#### CONSIGNE
Veuillez recopier à l'identique tout ce qui va de la ligne contenant « Note: for every instance of the stone » jusqu'à celle contenant « [[289, 44]] », ces deux lignes comprises. Omettez les images dans votre réponse.

#### LIGNES
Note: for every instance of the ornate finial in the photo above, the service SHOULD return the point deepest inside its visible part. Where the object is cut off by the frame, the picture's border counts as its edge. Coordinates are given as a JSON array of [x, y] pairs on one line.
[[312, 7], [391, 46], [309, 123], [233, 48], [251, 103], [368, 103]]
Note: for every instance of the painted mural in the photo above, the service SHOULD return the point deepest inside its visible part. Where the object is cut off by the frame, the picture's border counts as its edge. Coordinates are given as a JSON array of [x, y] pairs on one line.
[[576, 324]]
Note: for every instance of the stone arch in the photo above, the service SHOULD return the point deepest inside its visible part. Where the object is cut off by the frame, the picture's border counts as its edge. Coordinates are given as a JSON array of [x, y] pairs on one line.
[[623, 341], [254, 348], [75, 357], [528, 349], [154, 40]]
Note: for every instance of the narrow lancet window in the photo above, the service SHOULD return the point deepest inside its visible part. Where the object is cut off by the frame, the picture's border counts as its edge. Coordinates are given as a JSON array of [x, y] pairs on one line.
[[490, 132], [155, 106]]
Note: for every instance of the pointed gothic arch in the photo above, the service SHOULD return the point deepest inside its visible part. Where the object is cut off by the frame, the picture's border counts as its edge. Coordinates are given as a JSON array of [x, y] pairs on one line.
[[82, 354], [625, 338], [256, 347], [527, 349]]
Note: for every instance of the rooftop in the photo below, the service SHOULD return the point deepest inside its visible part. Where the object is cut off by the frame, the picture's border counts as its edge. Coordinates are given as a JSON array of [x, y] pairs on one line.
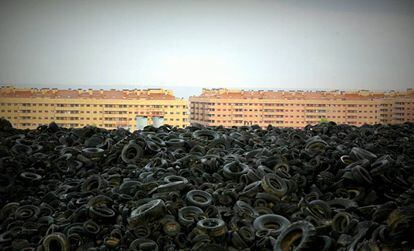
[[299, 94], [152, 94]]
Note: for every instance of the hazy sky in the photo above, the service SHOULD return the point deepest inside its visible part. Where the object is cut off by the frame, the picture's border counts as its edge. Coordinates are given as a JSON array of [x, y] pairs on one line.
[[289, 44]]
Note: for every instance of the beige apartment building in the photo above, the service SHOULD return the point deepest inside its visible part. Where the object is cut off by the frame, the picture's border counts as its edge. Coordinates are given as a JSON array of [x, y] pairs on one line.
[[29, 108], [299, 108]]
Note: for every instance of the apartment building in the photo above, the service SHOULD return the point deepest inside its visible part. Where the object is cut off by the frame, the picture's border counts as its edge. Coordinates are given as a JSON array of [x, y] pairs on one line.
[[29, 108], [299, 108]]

#### RÉSULTAT DE L'EXERCICE
Note: for every instance of the stone arch in the photo above, the service SHOULD return the point deepest inside its visible part. Where the object is cut off by the frame, the picture's border counts as its edge. Coordinates are given as a JSON array of [x, y] pairs on one line.
[[623, 341], [254, 348], [75, 357], [528, 349], [154, 40]]
Note: for every instance of the narrow lancet window in the photo above, the service SHOULD return the point deepest inside its visible part. Where the object is cut off by the frame, the picture's border counts as its edge. Coordinates are given as a JSON array of [x, y] pairs on one line.
[[490, 132], [155, 106]]
Note: for every instance of the pointed gothic arch in the photo above, the service SHOULD return the point deepest inside its visible part. Where the object is cut off by the frame, the picture's border counts as its edge. Coordinates are given as a JSON array of [x, y] pairs on one line.
[[82, 354], [625, 338], [256, 347], [527, 349]]
Note: for every instance of the rooftop in the photo below, the service SHOULD return the point deepest inside its visible part. Where the object is cut off by the frame, the picture's border counts as its edge. Coordinates are given as a JSON array of [x, y] pairs on one line.
[[299, 94], [152, 94]]
Note: for every instance of the hazy sky in the photo above, the service SHOULD return the point deepest inside its visible part. Where the object is cut off by the frame, the picture's border counts as its edge. Coordinates are given as a JSON array of [x, y] pairs on one line.
[[289, 44]]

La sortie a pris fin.